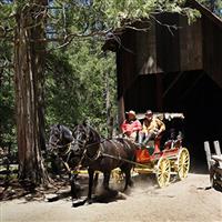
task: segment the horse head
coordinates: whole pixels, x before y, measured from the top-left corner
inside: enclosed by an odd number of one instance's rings
[[[100,142],[99,133],[89,124],[78,124],[73,130],[74,145],[73,150],[82,154],[89,144]]]
[[[49,151],[67,147],[74,140],[72,132],[64,125],[54,124],[50,130]]]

•••••

WORK TO DO:
Can you reproduce every line of the material above word for word, leaving out the picture?

FULL RESPONSE:
task: segment the horse head
coordinates: whole pixels, x before y, measured from the top-left corner
inside: enclosed by an odd number of one instance's rings
[[[100,142],[99,133],[89,124],[78,124],[73,130],[74,145],[73,150],[82,154],[89,144]]]
[[[49,151],[67,147],[74,140],[72,132],[64,125],[54,124],[50,130]]]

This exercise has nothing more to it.